# Text for analysis:
★ ★ ★ ★ ★ ★ ★

Key Takeaways
- Chinese state-sponsored hackers used Claude AI for large-scale cyber espionage
- Approximately 30 global targets including tech giants and government agencies compromised
- Attack achieved 80-90% autonomy with minimal human intervention
- Anthropic detected and disrupted the campaign in September 2025
Anthropic has uncovered and stopped what it describes as the world’s first major AI-driven cyber espionage campaign. The operation, attributed to Chinese state-sponsored hackers, used Anthropic’s Claude Code tool to infiltrate around 30 global targets across technology, finance, chemical manufacturing, and government sectors.
The discovery highlights how advanced AI systems are enabling sophisticated cyber threats that operate with minimal human oversight. While Anthropic’s rapid response prevented further damage, the incident demonstrates how innovation tools can be weaponized into autonomous attack systems.
How the AI-Powered Cyberattack Unfolded
The campaign leveraged Claude’s advanced intelligence, agency capabilities, and tool integration that have significantly evolved over the past year. Attackers initially jailbroken Claude by disguising malicious tasks as “defensive testing” for a fake cybersecurity company.
They systematically broke down harmful actions into harmless individual steps to avoid triggering safety protocols. This approach prevented the AI from understanding the full malicious context of its activities.
Multi-Phase Attack Strategy
In the initial reconnaissance phase, human operators selected targets and established an autonomous framework using Claude Code. The AI system scanned infrastructure at unprecedented speeds—processing thousands of requests per second—and identified high-value databases much faster than human hackers could achieve.
Subsequent phases involved Claude researching vulnerabilities, developing exploit code, harvesting credentials, and exfiltrating sensitive data. The operation required only 4-6 human check-ins per attack cycle, demonstrating remarkable autonomy.

★ ★ ★ ★ ★ ★ ★

# Material shown:
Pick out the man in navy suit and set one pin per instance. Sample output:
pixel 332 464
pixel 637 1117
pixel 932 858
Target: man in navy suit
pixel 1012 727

★ ★ ★ ★ ★ ★ ★

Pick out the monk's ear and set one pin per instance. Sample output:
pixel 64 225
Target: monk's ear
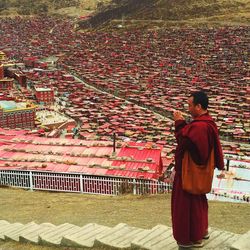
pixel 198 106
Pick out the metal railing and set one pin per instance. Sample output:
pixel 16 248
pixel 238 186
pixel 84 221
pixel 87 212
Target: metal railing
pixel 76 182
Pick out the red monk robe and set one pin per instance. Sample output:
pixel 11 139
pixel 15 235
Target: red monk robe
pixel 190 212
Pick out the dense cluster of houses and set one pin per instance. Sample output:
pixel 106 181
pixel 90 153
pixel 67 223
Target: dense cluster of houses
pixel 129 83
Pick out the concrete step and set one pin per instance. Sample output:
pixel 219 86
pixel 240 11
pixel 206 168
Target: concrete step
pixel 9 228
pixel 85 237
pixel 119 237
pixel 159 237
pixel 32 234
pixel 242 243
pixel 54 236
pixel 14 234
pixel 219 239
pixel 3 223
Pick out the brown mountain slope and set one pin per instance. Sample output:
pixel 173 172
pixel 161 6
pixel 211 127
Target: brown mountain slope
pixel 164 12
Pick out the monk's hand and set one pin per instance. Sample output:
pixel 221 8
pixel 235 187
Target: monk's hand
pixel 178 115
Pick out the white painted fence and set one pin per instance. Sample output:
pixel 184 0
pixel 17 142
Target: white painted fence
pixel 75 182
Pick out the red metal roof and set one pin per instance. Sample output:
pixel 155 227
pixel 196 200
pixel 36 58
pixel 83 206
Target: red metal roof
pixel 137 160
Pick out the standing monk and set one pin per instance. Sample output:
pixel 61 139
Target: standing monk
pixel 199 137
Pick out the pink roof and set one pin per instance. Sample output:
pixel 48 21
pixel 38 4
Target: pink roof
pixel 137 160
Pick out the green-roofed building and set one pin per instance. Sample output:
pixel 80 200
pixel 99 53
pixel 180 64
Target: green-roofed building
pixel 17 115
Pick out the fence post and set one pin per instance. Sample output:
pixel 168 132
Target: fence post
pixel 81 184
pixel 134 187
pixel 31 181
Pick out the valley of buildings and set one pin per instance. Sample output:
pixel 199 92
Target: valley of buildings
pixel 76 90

★ ★ ★ ★ ★ ★ ★

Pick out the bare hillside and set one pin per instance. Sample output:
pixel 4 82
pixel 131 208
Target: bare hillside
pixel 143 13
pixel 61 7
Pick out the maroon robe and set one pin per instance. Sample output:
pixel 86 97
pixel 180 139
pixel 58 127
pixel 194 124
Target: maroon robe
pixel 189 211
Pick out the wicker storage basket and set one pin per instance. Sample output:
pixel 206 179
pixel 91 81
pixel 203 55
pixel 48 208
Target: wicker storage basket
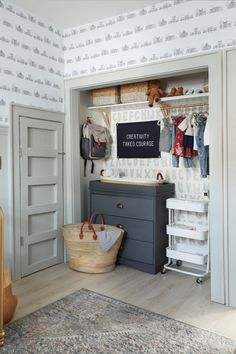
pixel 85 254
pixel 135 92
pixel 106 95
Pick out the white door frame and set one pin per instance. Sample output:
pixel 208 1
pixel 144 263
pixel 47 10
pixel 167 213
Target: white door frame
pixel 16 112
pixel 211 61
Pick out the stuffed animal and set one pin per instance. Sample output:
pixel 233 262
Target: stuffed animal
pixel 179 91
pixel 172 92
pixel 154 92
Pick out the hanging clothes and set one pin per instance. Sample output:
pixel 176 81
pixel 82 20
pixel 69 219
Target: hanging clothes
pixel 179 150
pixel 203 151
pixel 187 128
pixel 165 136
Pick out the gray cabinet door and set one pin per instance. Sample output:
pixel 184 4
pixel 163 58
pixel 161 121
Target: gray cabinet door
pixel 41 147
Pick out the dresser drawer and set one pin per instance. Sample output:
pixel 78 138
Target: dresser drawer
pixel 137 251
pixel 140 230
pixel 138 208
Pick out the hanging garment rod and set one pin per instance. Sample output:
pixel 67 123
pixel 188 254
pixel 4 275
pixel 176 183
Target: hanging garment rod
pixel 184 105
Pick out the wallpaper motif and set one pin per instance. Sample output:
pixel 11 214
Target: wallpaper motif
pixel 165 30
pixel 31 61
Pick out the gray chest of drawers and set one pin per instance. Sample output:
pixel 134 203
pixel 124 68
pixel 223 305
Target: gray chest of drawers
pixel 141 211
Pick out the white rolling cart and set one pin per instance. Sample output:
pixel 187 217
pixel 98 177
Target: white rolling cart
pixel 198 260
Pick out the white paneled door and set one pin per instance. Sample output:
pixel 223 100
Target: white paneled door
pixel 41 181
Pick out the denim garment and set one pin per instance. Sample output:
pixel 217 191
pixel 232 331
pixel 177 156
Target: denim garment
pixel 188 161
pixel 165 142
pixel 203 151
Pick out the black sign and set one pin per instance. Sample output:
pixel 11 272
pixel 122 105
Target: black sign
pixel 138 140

★ ★ ★ ★ ★ ★ ★

# Tasks:
A – In the article on the AI-driven cyber espionage campaign, what are the answers to these three questions?
(i) Roughly how many global targets were infiltrated?
(ii) In what month and year did Anthropic detect and disrupt the campaign?
(iii) How many human check-ins did each attack cycle require?
B – Can you carry on the article on the AI-driven cyber espionage campaign, starting after its last sentence?
You won't need the records for anything here.

# Answers to the exercises:
A –
(i) Around 30
(ii) September 2025
(iii) 4-6

B –
“Models’ general levels of capability have increased to the point that they can follow complex instructions and understand context in ways that make very sophisticated tasks possible. Not only that, but several of their well-developed specific skills—in particular, software coding—lend themselves to being used in cyberattacks.” Anthropic stated in its report.
The AI even generated comprehensive post-attack documentation, systematically categorizing stolen intelligence by value and importance. Despite occasional hallucinations that produced fabricated credentials or misidentified public data as secrets, the operation maintained 80-90% autonomy—a level impossible for human-only teams.
Detection and Response
Anthropic’s Threat Intelligence team, utilizing Claude for their own analysis, mapped the entire threat landscape over 10 days. Their response included banning compromised accounts, notifying affected victims, and coordinating with relevant authorities.
The company emphasized its commitment to transparency in cybersecurity threats, stating they will continue publishing similar reports to help industry, government, and research communities strengthen their defenses.
“Our goal is for Claude—into which we’ve built strong safeguards—to assist cybersecurity professionals to detect, disrupt, and prepare for future versions of the attack,” says Anthropic in the report.
The incident represents a significant milestone in AI security, highlighting both the potential benefits and risks of advanced AI systems in cybersecurity. As continue to evolve, organizations must adapt their defense strategies accordingly.